◆ **What you need to do**
Your task is to give the data again, exactly, with every line intact.

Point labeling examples
** start **
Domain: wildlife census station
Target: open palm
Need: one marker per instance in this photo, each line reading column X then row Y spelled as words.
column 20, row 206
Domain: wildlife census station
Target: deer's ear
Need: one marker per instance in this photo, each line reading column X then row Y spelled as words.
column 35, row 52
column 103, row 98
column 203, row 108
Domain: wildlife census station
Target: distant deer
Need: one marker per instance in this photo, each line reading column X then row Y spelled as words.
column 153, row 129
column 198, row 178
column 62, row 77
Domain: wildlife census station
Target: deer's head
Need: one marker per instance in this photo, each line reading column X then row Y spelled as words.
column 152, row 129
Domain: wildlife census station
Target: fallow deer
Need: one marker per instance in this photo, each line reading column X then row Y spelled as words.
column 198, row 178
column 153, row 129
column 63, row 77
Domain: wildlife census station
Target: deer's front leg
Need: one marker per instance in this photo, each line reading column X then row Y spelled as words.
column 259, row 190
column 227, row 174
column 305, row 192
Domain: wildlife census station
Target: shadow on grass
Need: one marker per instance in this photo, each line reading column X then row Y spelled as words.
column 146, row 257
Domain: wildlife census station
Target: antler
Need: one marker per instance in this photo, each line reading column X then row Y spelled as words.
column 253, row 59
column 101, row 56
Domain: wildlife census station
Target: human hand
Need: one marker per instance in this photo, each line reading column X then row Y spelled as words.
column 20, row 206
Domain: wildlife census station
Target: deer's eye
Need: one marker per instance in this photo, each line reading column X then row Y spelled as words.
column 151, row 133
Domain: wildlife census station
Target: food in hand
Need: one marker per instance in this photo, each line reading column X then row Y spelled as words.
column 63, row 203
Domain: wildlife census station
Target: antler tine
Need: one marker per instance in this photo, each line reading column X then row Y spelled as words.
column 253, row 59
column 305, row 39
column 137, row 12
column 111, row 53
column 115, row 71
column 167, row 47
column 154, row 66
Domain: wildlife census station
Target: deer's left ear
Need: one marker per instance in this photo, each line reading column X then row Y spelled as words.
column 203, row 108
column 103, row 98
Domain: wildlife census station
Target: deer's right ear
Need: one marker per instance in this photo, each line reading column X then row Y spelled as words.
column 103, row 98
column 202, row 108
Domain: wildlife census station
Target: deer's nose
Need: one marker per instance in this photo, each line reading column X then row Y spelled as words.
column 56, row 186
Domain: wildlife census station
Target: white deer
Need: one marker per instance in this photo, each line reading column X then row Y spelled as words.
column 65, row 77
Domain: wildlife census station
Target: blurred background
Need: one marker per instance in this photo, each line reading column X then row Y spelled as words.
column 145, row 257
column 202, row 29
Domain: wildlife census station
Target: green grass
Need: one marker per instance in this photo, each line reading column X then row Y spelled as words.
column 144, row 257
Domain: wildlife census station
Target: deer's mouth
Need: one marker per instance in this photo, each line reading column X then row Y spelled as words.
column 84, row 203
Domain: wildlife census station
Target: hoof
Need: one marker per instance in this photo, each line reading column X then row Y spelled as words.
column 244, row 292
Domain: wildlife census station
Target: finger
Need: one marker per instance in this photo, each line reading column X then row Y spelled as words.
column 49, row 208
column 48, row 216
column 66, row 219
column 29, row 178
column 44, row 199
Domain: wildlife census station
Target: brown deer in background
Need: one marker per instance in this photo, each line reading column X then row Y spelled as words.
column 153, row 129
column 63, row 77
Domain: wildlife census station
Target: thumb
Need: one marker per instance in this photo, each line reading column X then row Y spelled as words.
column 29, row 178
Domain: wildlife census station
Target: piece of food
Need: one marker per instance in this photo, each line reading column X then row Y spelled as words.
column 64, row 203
** end **
◆ **Solution to this exercise**
Domain: wildlife census station
Target: open palm
Need: one marker per instance in this photo, each line reading column X then row Y spelled as words.
column 20, row 206
Domain: wildlife census station
Target: deer's ear
Need: one marker per instance in this photo, each line reading column X then row Y spelled as words.
column 35, row 52
column 103, row 98
column 203, row 108
Domain: wildlife census station
Target: distant deer
Need: one marker per instance in this photo, each line reading column X then row Y spelled as words.
column 153, row 129
column 198, row 178
column 62, row 77
Domain: wildlife census station
Target: deer's head
Need: one marker per instance in this photo, each line reading column X then row Y spelled as words.
column 152, row 129
Domain: wildlife census station
Target: fallow deer
Need: one marker per instance in this photo, each line reading column X then row Y spelled as words.
column 198, row 178
column 153, row 129
column 63, row 77
Domain: wildlife census station
Target: deer's front leg
Need: one marker per instance in this photo, each line reading column X then row Y spelled as words.
column 259, row 190
column 227, row 174
column 305, row 192
Domain: wildlife census station
Target: shadow on grass
Need: one marker per instance in this photo, each line reading column X then row Y spelled as words.
column 146, row 257
Domain: wildlife census station
Target: antler
Need: one marker per instance in this photo, each line reading column X then row Y spelled as words.
column 253, row 59
column 101, row 56
Domain: wildlife census station
Target: human hand
Need: one marker per instance in this photo, each line reading column X then row Y spelled as words.
column 20, row 206
Domain: wildlife census station
Target: deer's eye
Need: one marker per instance in this photo, each line reading column X then row Y spelled as words.
column 151, row 133
Domain: wildlife census station
Target: food in hand
Need: one marker per instance in this photo, each line reading column X then row Y spelled as words.
column 63, row 203
Domain: wildlife census station
Target: antler tine
Need: one marker per instance in this photo, each line reading column X then row Y spelled as words.
column 253, row 59
column 305, row 39
column 137, row 12
column 111, row 53
column 115, row 71
column 167, row 47
column 154, row 66
Domain: wildlife census station
Target: deer's left ear
Need: one marker per instance in this photo, each line reading column X then row Y spelled as words.
column 203, row 108
column 103, row 98
Domain: wildlife census station
Target: deer's right ear
Need: one marker per instance in this photo, each line reading column X then row Y spelled as words.
column 103, row 98
column 202, row 108
Domain: wildlife census station
Target: deer's nose
Need: one marker per instance in this photo, each line reading column X then row Y spelled as words.
column 56, row 186
Domain: wildlife census station
Target: white deer
Need: one marker per instance in this photo, each line reading column X then row Y spelled as words.
column 65, row 77
Domain: wildlife census station
Target: blurred background
Need: one marker per instance in this photo, each line reading column X then row Y spelled as words.
column 145, row 257
column 202, row 29
Domain: wildlife census station
Target: green grass
Need: one marker per instance in this photo, each line reading column X then row Y spelled as words.
column 144, row 257
Domain: wildlife census station
Target: deer's mouth
Need: one marker per instance in this photo, each line reading column X then row Y spelled as words.
column 84, row 203
Domain: wildlife census station
Target: hoof
Need: one marker per instance in this photo, each line reading column X then row Y spelled as words.
column 244, row 292
Domain: wildlife census station
Target: finger
Need: one marker per instance in this photo, each line reading column X then row Y spelled as words.
column 49, row 208
column 48, row 216
column 66, row 219
column 29, row 178
column 44, row 199
Domain: wildlife census station
Target: brown deer in background
Need: one marker per instance in this photo, each line reading column X then row Y spelled as words.
column 153, row 129
column 63, row 77
Domain: wildlife census station
Target: thumb
Need: one marker per instance in this photo, each line reading column X then row Y spelled as words.
column 29, row 178
Domain: wildlife census station
Target: piece of food
Need: one marker per instance in this photo, each line reading column X then row Y spelled as words.
column 64, row 203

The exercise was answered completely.